EXTRAIT CHOISI -
┌──
Critique - Mata Hari ou la justice des hommes - Théâtre Le Petit Montparnasse (Paris)
Cette pièce n’aurait pu voir le jour sans la jeune metteuse en scène Delphine Piard, qui a déjà adapté Arsène Lupin sur scène (de retour au Lucernaire à partir du 8 novembre prochain). Tout part d’une biographie de Mata Hari dans une librairie lors d’une session de flânerie. Un destin rempli de mystère, de jugement et d’images placardées sur ses actes qui mérite éclaircissement.
En février 1917, Marguaretha Von Zelle alias Mata-Hari est extraite de sa cellule pour être présentée devant le capitaine Bouchardon chargé de l’interroger avant son procès pour intelligence avec l’ennemi.
Même si son sort semble scellé d’avance, son interrogatoire va lui faire revivre 12 années d’une vie hors du commun. Plus d’un siècle plus tard, une autre vérité prend le pas : et si la danseuse n’avait été qu’une autre victime du système patriarcal ?
L’écriture, signée Marc Fayet, de ce moment grave, l’instant de dernier recours se révèle extrêmement moderne, en prenant appui sur nos modes de pensées actuelles, les connaissances et le recul historique que nous avons pour analyser et non pas juger la vie de cette femme libre hors des conventions.
Le couperet de la justice qui tombe sur Mata Hari n’est que le reflet d’une justice patriarcale, faite par les hommes et pour les hommes (d’autant plus au sein d’une cour martiale). On le voit autant dans la narration que la construction scénique.
└──
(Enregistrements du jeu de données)
┌──
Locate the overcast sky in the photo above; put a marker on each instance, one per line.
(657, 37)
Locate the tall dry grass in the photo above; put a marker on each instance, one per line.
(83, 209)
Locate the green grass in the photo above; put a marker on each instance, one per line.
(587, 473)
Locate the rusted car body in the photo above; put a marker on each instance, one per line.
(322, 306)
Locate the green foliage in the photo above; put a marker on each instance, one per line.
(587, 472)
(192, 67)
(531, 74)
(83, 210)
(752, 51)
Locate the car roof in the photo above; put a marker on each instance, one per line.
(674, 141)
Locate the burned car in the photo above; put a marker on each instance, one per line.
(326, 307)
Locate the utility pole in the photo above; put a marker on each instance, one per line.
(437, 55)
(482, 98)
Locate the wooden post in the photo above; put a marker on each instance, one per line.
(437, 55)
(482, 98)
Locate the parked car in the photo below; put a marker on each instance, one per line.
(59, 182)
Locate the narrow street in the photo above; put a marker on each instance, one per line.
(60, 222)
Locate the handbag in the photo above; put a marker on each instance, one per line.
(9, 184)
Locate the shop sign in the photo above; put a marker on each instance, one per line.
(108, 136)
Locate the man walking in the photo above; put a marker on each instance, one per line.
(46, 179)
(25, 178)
└──
TRAVAIL DEMANDÉ -
[1] D'après la critique, qui a écrit la pièce ?
[2] Modifiez la critique de « Le couperet de » à « la construction scénique. » en remplaçant « patriarcale » par « masculine ».
Les items n'interviennent pas dans ce travail.

LISTE DES SOLUTIONS -
[1] Marc Fayet.

[2]
Le couperet de la justice qui tombe sur Mata Hari n’est que le reflet d’une justice masculine, faite par les hommes et pour les hommes (d’autant plus au sein d’une cour martiale). On le voit autant dans la narration que la construction scénique.